Point annotation records
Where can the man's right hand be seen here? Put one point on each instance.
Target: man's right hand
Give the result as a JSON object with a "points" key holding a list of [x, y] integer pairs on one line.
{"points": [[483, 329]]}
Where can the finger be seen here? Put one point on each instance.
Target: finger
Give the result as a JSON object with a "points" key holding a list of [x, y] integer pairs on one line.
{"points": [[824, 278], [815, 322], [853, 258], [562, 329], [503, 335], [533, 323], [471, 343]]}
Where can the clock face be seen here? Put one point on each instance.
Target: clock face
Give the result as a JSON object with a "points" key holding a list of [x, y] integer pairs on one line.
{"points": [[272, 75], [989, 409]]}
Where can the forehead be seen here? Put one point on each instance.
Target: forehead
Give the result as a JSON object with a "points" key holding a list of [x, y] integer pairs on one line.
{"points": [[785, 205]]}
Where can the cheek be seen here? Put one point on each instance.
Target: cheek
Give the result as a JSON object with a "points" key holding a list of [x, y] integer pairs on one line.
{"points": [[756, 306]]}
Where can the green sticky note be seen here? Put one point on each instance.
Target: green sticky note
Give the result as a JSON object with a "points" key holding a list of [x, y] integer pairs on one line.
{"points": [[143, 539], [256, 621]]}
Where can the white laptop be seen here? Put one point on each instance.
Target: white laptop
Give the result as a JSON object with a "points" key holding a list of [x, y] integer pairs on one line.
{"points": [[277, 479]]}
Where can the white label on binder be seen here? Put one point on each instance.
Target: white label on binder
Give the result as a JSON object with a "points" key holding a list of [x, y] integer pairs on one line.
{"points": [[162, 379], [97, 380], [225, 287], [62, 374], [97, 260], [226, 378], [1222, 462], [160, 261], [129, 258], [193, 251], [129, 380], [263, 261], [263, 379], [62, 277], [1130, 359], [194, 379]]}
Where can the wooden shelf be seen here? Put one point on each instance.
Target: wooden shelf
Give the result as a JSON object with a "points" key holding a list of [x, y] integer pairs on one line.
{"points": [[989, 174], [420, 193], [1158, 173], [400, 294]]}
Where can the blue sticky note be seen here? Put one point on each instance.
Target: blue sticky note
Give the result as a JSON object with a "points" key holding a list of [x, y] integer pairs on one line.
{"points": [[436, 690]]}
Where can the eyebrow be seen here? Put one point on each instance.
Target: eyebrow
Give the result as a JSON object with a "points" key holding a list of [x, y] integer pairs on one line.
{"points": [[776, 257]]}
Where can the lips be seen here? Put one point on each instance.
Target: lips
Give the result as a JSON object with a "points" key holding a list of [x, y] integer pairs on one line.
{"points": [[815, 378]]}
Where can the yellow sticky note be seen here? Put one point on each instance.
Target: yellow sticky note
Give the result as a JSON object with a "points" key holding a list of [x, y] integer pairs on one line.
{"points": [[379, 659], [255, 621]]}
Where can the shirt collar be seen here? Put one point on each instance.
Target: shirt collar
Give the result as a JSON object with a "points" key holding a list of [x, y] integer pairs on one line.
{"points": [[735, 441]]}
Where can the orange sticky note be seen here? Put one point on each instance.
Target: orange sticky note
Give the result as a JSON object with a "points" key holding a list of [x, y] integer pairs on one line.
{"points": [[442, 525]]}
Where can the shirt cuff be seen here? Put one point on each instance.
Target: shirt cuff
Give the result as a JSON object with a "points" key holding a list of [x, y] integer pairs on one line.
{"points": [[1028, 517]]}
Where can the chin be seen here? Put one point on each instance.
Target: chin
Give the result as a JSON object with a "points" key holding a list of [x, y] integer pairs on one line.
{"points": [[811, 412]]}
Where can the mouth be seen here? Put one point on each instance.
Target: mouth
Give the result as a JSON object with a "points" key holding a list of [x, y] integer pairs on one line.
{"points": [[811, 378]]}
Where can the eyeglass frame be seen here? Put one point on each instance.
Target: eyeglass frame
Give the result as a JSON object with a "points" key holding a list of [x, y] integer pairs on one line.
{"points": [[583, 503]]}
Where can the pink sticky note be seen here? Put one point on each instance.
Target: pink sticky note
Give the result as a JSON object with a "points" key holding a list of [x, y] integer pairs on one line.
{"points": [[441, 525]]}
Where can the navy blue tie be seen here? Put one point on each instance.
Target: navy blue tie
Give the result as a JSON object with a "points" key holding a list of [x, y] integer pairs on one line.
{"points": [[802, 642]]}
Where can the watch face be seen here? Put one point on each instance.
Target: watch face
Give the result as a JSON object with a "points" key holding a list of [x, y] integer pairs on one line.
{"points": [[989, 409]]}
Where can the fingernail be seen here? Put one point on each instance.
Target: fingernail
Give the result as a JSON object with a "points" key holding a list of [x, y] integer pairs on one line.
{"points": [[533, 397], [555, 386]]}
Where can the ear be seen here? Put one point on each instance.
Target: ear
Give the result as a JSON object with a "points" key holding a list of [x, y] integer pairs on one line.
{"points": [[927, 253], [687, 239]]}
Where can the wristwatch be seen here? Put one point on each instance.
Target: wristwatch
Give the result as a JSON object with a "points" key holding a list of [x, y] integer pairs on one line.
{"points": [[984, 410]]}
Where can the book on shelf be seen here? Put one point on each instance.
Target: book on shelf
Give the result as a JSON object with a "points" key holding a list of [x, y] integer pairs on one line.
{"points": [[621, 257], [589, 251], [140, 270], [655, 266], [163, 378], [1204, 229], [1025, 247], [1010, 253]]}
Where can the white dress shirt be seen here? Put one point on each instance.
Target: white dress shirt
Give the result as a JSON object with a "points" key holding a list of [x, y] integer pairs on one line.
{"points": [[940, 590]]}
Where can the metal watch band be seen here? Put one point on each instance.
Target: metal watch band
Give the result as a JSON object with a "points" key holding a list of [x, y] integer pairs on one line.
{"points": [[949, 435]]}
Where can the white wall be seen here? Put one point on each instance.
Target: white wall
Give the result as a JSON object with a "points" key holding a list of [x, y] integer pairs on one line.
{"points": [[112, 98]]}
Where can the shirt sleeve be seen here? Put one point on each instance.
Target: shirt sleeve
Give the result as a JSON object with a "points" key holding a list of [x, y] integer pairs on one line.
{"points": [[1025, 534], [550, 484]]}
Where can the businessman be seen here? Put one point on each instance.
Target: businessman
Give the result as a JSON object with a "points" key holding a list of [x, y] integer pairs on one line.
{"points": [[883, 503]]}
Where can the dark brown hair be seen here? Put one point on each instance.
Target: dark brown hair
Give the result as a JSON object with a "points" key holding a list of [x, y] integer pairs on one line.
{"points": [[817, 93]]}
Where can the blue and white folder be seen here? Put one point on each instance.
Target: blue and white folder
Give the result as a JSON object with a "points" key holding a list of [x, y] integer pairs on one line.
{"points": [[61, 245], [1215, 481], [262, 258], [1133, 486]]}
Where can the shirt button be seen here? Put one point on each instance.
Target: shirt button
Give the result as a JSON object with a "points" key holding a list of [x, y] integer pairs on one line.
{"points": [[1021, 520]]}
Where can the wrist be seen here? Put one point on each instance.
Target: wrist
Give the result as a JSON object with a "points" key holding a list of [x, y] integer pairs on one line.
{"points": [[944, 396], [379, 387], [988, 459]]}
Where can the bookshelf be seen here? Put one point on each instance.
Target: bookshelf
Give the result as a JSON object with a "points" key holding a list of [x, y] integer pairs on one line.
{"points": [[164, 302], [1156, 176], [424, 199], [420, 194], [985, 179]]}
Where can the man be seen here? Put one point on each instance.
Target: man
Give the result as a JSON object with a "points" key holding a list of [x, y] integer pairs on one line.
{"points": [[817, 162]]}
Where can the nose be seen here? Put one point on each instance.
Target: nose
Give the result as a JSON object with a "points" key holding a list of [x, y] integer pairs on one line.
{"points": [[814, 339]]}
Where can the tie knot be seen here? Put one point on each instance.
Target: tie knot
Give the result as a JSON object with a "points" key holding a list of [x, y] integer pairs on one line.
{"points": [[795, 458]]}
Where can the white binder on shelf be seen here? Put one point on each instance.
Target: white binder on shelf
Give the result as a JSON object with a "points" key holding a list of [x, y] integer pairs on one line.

WORK TO DO
Output exactly the lines between the one containing "Where can the man be" and the final line above, both inclusive.

FINAL RESULT
Where can the man be seen here? Put one point on each instance.
Target: man
Give the result as a JSON object with a "points" key holding a list of [x, y] integer pairs on one line.
{"points": [[817, 162]]}
Where can the nose be seen here? Put one point on each instance.
Target: nose
Give the result as a JSON object with a "points" key holding a list of [x, y] integer pairs on one line.
{"points": [[814, 339]]}
Where can the tie knot be seen here? Put one point on each instance.
Target: tie knot
Give the result as a JSON object with a "points" key holding a list of [x, y] integer pairs on one line.
{"points": [[795, 458]]}
Where can the white binder on shelf be seen here? Put one point on each instance.
Target: white binder on shelf
Give the result as a JSON object with a "points" key holding a list of [x, y] integer pairs on one line.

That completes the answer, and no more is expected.